Exercise task> Recast every line of the records below as a numbered list, omitting any blank lines.

Excerpt from a data file
------------------------------------------------
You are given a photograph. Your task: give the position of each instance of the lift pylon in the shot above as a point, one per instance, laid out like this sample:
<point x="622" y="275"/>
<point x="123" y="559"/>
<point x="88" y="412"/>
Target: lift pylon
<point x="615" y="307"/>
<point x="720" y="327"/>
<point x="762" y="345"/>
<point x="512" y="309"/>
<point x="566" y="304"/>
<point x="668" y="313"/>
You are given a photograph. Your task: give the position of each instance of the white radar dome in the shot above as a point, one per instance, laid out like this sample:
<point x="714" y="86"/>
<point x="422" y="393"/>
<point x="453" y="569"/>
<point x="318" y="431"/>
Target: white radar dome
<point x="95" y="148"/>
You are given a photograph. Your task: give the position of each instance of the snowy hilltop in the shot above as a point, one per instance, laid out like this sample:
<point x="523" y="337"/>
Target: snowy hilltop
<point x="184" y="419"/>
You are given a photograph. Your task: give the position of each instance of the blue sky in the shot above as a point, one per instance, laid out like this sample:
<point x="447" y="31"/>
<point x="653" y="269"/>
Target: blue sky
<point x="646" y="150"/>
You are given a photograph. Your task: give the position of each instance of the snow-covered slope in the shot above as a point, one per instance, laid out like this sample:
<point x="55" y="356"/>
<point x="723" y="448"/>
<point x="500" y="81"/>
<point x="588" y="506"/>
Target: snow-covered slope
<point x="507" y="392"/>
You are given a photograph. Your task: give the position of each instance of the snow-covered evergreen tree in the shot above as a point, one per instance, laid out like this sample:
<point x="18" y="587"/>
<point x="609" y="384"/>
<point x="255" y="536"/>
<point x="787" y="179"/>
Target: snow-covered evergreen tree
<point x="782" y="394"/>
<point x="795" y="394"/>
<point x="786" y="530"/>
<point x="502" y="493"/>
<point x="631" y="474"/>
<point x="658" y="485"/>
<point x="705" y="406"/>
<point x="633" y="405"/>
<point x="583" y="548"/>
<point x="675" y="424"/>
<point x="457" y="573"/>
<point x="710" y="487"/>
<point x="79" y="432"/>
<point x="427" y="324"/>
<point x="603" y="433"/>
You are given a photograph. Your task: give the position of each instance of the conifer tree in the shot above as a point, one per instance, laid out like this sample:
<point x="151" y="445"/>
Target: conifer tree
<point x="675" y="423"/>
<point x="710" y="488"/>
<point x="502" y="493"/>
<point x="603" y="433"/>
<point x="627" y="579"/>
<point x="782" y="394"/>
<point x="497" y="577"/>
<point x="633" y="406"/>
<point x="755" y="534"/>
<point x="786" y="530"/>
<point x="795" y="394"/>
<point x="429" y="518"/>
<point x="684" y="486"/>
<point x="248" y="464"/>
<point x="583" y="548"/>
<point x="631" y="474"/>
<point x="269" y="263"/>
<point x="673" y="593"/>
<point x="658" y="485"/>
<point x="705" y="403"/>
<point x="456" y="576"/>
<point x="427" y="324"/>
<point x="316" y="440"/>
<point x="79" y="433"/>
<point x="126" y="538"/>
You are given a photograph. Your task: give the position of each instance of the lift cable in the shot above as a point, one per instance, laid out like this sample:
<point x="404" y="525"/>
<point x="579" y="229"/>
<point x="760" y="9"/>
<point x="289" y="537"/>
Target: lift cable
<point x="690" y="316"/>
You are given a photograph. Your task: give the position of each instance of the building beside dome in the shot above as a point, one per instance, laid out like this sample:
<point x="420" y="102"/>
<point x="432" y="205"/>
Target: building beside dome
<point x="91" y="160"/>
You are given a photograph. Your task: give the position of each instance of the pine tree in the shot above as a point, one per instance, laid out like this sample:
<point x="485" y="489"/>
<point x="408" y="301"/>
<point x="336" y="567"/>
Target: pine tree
------------------------------------------------
Full response>
1. You are given a photograph. Your task: give the position of each instance of the lift pylon in the shot above as a point, one per instance, laid out like this sample:
2. <point x="622" y="275"/>
3. <point x="123" y="559"/>
4. <point x="88" y="412"/>
5. Target: lift pylon
6. <point x="615" y="307"/>
7. <point x="720" y="327"/>
8. <point x="762" y="345"/>
9. <point x="512" y="309"/>
10. <point x="566" y="304"/>
11. <point x="668" y="313"/>
12. You are given a photograph. Your task: give the position of each instance of the white radar dome in the shot above as a point, one per instance, laid out like this sample:
13. <point x="714" y="86"/>
14. <point x="422" y="393"/>
15. <point x="453" y="569"/>
16. <point x="318" y="431"/>
17. Target: white radar dome
18. <point x="95" y="148"/>
19. You are given a photograph. Your task: give the position of each instance of the snowy hilltop in the shot above as a point, one per instance, laid out like this sample:
20. <point x="523" y="337"/>
21. Target: snowy hilltop
22. <point x="184" y="419"/>
23. You are given a photograph. Your task: give the position of each instance of the blue sky in the shot above as a point, one per instance, laid out like this sample:
24. <point x="447" y="31"/>
25. <point x="653" y="269"/>
26. Target: blue sky
27. <point x="646" y="150"/>
28. You are given a photograph. Your task: give the position of each instance of the snow-covered slope in the shot above as a point, one per instance, laid out like this sample:
29. <point x="55" y="356"/>
30. <point x="723" y="448"/>
31. <point x="500" y="81"/>
32. <point x="588" y="506"/>
33. Target: snow-covered slope
34. <point x="507" y="392"/>
35. You are given a photograph. Your task: give the position of each instance of the snow-covered evergreen tree in the shot above as a point, one per instance, laid out like this sample:
36. <point x="18" y="587"/>
37. <point x="609" y="384"/>
38. <point x="255" y="536"/>
39. <point x="787" y="179"/>
40. Target: snow-covered evergreen tree
41. <point x="782" y="394"/>
42. <point x="795" y="394"/>
43. <point x="786" y="530"/>
44. <point x="502" y="493"/>
45. <point x="631" y="474"/>
46. <point x="658" y="485"/>
47. <point x="705" y="406"/>
48. <point x="633" y="405"/>
49. <point x="583" y="548"/>
50. <point x="675" y="424"/>
51. <point x="457" y="573"/>
52. <point x="710" y="487"/>
53. <point x="79" y="432"/>
54. <point x="427" y="324"/>
55. <point x="603" y="433"/>
56. You are given a photograph. Your task: give the position of each instance of the conifer tree in the shot above as a point, one per instance, laid out like this sample:
57. <point x="151" y="445"/>
58. Target: conifer tree
59. <point x="675" y="423"/>
60. <point x="710" y="488"/>
61. <point x="502" y="493"/>
62. <point x="603" y="433"/>
63. <point x="627" y="579"/>
64. <point x="782" y="394"/>
65. <point x="497" y="577"/>
66. <point x="633" y="406"/>
67. <point x="755" y="534"/>
68. <point x="786" y="530"/>
69. <point x="795" y="394"/>
70. <point x="429" y="518"/>
71. <point x="684" y="486"/>
72. <point x="248" y="464"/>
73. <point x="583" y="548"/>
74. <point x="631" y="474"/>
75. <point x="269" y="263"/>
76. <point x="673" y="593"/>
77. <point x="658" y="485"/>
78. <point x="705" y="403"/>
79. <point x="456" y="576"/>
80. <point x="427" y="324"/>
81. <point x="316" y="440"/>
82. <point x="79" y="433"/>
83. <point x="126" y="538"/>
84. You are given a photograph. Your task: give the position of each instance of the lift cable in the shot above as a point, one per instance, laid out like this sample:
85. <point x="404" y="525"/>
86. <point x="579" y="229"/>
87. <point x="760" y="9"/>
88. <point x="289" y="537"/>
89. Target: lift cable
90. <point x="690" y="316"/>
91. You are given a photograph. Your task: give the position of each instance of the building beside dome in the shot above as a point, one per instance, laid out like this sample:
92. <point x="420" y="102"/>
93. <point x="432" y="205"/>
94. Target: building beside dome
95. <point x="91" y="160"/>
96. You are given a photograph. Your task: give the position of each instance of the pine tree in the shot above as a point, one per instance, laid out like this sample:
97. <point x="485" y="489"/>
98. <point x="408" y="301"/>
99. <point x="336" y="567"/>
100. Target: pine tree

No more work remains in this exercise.